--- Request ---
Show every line of the records below that contains the word "object".

--- Dataset rows ---

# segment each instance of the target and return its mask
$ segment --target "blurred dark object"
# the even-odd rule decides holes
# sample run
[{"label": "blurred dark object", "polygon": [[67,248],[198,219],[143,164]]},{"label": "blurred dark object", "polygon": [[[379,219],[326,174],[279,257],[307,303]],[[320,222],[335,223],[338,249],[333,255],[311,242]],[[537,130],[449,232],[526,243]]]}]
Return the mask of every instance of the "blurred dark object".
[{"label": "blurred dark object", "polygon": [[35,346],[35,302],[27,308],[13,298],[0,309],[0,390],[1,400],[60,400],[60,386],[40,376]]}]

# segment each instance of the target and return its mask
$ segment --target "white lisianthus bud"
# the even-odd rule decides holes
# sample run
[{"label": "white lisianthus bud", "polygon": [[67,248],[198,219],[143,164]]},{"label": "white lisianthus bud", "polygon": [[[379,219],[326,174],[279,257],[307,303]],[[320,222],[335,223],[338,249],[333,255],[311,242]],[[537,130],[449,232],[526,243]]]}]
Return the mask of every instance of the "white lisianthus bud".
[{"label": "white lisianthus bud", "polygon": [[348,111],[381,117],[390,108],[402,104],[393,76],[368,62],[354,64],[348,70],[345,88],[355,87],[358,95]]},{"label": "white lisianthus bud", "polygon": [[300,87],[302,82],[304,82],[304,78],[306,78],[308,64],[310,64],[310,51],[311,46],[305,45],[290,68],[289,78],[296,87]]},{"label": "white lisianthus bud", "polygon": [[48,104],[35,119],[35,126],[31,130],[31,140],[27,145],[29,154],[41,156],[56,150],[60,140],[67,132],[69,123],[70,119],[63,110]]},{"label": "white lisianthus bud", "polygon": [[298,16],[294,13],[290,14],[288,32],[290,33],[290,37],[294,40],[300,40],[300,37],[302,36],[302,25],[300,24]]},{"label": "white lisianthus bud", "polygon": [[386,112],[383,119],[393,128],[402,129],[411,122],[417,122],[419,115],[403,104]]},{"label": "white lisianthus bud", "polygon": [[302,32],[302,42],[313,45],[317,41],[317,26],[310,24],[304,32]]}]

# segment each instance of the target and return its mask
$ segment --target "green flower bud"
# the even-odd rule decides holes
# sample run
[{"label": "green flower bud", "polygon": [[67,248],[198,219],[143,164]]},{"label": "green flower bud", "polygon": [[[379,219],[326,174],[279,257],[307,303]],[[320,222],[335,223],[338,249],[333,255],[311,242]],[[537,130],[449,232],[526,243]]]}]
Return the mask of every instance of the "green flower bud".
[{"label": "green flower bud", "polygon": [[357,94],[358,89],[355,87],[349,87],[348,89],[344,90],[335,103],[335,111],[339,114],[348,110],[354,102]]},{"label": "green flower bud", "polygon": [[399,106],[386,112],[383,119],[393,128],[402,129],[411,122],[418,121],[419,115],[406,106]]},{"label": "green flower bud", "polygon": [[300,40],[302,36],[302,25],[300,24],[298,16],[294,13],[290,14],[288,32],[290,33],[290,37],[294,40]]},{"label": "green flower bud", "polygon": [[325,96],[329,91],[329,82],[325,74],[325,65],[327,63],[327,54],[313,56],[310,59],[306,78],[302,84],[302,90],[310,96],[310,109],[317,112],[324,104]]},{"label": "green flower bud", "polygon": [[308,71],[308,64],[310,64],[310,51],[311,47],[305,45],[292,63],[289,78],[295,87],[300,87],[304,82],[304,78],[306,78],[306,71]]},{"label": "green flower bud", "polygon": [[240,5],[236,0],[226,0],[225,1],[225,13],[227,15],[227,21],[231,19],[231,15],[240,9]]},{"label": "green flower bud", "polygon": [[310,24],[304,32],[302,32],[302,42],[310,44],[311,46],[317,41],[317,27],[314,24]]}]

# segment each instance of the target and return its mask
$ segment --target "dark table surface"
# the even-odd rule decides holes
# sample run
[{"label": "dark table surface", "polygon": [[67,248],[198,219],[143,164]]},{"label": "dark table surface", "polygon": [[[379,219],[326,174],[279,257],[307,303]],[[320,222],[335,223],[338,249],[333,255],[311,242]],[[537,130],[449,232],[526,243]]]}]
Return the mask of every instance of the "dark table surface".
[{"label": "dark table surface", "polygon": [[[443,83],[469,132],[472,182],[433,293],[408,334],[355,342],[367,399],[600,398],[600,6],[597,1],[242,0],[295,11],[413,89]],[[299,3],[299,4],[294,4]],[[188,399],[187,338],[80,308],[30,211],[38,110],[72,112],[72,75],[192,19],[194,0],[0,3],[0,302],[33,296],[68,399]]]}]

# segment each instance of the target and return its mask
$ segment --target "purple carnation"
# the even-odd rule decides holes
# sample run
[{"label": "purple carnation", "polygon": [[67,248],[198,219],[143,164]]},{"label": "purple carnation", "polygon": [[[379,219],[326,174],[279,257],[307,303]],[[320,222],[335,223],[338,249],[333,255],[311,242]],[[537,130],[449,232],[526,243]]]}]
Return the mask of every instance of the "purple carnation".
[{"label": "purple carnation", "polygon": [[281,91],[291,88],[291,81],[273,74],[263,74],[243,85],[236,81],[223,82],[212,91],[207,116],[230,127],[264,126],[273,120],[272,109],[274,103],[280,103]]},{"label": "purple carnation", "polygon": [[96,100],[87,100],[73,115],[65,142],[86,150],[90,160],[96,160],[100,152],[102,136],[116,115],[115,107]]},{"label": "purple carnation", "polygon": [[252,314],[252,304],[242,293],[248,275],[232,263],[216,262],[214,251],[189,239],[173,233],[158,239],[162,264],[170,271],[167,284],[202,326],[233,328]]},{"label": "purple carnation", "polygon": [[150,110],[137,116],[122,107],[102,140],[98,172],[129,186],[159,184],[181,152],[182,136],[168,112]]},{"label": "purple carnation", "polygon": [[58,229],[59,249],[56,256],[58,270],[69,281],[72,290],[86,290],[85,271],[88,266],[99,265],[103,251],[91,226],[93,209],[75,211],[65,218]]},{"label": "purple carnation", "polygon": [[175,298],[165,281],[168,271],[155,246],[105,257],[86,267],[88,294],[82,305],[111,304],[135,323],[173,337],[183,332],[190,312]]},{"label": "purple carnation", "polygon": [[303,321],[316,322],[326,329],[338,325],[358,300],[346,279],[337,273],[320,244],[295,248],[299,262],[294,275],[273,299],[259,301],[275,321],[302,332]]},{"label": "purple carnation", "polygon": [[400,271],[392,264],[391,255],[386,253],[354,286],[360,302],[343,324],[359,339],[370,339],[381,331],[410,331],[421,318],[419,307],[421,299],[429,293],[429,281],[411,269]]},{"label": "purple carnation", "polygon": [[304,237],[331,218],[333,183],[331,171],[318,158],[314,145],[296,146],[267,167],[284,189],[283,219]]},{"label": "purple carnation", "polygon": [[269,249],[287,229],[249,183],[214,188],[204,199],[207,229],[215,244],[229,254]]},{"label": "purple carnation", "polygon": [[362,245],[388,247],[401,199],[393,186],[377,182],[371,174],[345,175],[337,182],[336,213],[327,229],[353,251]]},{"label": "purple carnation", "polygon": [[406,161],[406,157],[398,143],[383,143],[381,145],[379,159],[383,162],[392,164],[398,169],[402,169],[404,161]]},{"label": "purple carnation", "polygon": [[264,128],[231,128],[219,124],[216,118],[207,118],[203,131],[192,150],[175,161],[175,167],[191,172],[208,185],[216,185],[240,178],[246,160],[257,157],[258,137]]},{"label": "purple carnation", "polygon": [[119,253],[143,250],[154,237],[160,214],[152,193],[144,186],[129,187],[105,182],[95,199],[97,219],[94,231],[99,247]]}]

--- Response ---
$ segment --target "blurred dark object"
[{"label": "blurred dark object", "polygon": [[67,248],[198,219],[143,164]]},{"label": "blurred dark object", "polygon": [[[379,219],[326,174],[279,257],[307,303]],[[320,222],[335,223],[338,249],[333,255],[311,242]],[[537,130],[449,232],[526,243]]]}]
Return the mask of every instance of the "blurred dark object".
[{"label": "blurred dark object", "polygon": [[35,346],[35,302],[27,308],[13,298],[0,309],[0,390],[1,400],[60,400],[60,386],[40,376]]}]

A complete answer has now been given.